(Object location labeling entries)

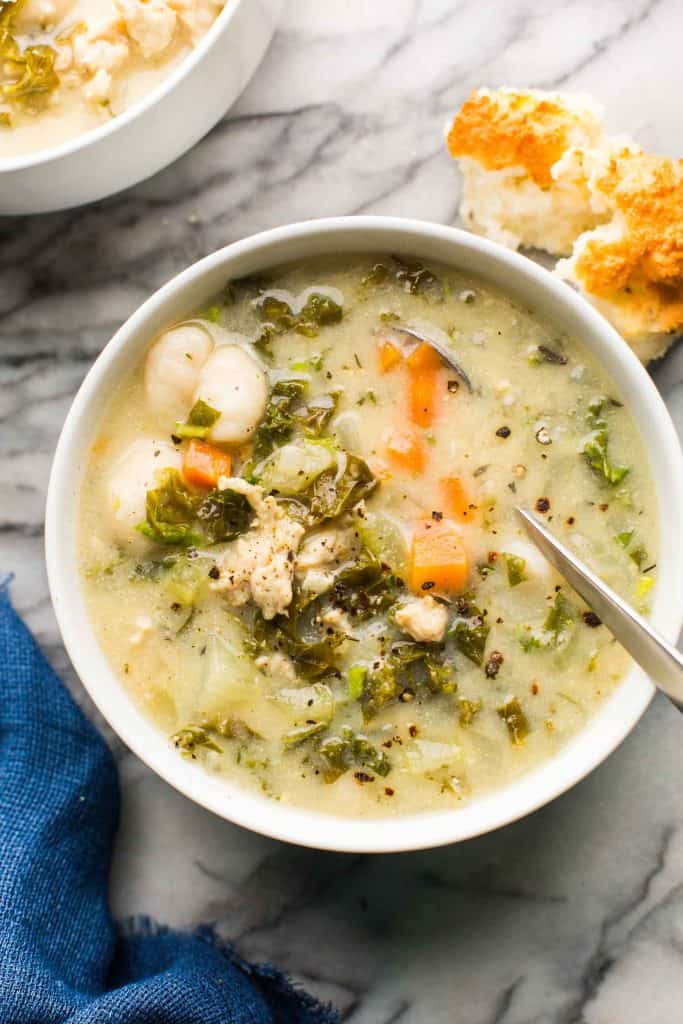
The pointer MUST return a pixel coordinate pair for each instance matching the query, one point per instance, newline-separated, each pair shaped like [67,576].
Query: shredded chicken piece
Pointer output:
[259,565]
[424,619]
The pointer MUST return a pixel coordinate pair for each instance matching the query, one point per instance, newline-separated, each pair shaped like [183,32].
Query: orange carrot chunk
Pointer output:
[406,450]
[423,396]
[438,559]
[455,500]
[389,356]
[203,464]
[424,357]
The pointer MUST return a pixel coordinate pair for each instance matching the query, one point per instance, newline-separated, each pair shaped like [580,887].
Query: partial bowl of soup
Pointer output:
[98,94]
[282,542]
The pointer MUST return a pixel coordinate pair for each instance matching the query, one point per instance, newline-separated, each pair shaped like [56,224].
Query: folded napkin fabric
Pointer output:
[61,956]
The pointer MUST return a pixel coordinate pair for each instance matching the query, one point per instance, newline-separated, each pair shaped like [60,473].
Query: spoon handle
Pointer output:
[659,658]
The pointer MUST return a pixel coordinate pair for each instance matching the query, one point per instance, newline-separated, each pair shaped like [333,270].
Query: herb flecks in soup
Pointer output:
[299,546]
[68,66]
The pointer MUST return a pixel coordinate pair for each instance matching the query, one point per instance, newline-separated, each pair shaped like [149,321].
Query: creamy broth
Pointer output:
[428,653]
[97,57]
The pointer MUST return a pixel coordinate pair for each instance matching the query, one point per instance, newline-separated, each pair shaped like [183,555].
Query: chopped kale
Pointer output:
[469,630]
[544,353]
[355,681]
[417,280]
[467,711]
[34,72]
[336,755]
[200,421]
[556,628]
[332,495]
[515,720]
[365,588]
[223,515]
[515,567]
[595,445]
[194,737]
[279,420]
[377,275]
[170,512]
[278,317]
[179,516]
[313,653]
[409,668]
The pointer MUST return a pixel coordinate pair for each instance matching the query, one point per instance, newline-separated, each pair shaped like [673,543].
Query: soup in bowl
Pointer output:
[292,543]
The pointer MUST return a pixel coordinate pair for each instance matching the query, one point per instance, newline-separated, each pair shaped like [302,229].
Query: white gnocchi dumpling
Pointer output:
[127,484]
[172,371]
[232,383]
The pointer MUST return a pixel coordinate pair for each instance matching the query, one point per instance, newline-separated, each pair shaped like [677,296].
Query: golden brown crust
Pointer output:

▶ _WHAT YOU HAVE TO DO_: Reproduce all of the entries above verbatim, leaving out the pictures.

▶ _COMPLETE RESPONSE_:
The pointer MUST return a pixel coordinate pair for each instance matching the query, one point per instance, newline-separated, each pair shaped like [67,576].
Query: shredded chicken piece
Pointer output:
[259,565]
[424,619]
The pointer MUST return a pixel coordinate pair for each instance matching the query, one point per instance, newline-separated, each pair shaped like [183,32].
Query: orange carrot chunk
Pointer output:
[406,450]
[423,396]
[438,559]
[455,500]
[389,356]
[203,464]
[424,357]
The pointer MUST return a pixel coordinate pair for each instance matching the query, one point per instance, newline-separated, each pair shaped like [580,887].
Query: partial bowl of soup
Pointer output:
[98,94]
[282,542]
The pointer MUST return a pixel coordinate pair for each instance matching the query, one point per instance, newline-separated, each pair shaped like [56,224].
Query: folded napkin fabric
Pointer output:
[61,956]
The pointer MUST return a pixel coordinate pair for each instance matching the query, one point per instance, newline-separated, each pair shaped like [60,473].
Query: spoon handle
Pointer output:
[659,658]
The pointer MUST return a pixel coordinate pair for each instance matching the query, one point per instance, newline-separated, each pair shaped like [333,270].
Query: herb flecks in soup
Pointer output:
[299,546]
[68,66]
The pointer MUST return a pixel coordinate pair for each instance matching the query, one point per instance, newline-separated, each pair shaped like [149,321].
Query: creamy broth
Pointer output:
[428,653]
[97,57]
The pointer MUST return a pixel coordinate pair for each instance matching the query, one point per instance, newline-separated, each pair shaped like [183,555].
Query: chopped kale
Pointer output:
[469,630]
[544,353]
[355,681]
[417,280]
[467,711]
[34,72]
[336,755]
[200,421]
[556,628]
[332,495]
[515,720]
[365,588]
[223,515]
[515,567]
[595,445]
[194,737]
[279,420]
[377,275]
[170,512]
[278,317]
[179,516]
[313,653]
[409,668]
The pointer MUST return a pixel coordinate pair for each instance matching the query, one point per instance, newline-separated, each pair shaped like [673,543].
Query: soup in bowl
Pointer output:
[292,543]
The pointer MUST return a pixel coordinate pair for each instance matching the query, one point per instance, newline-separated, each pair shaped like [302,229].
Query: white gnocchi dumpling
Pointer output:
[127,484]
[172,371]
[232,383]
The pointer MUST return a pixel coordinate pair for each instance matching the query, one point per instance, newline-separated, each pair shaped like [677,296].
Query: golden brown crust
Pointer output:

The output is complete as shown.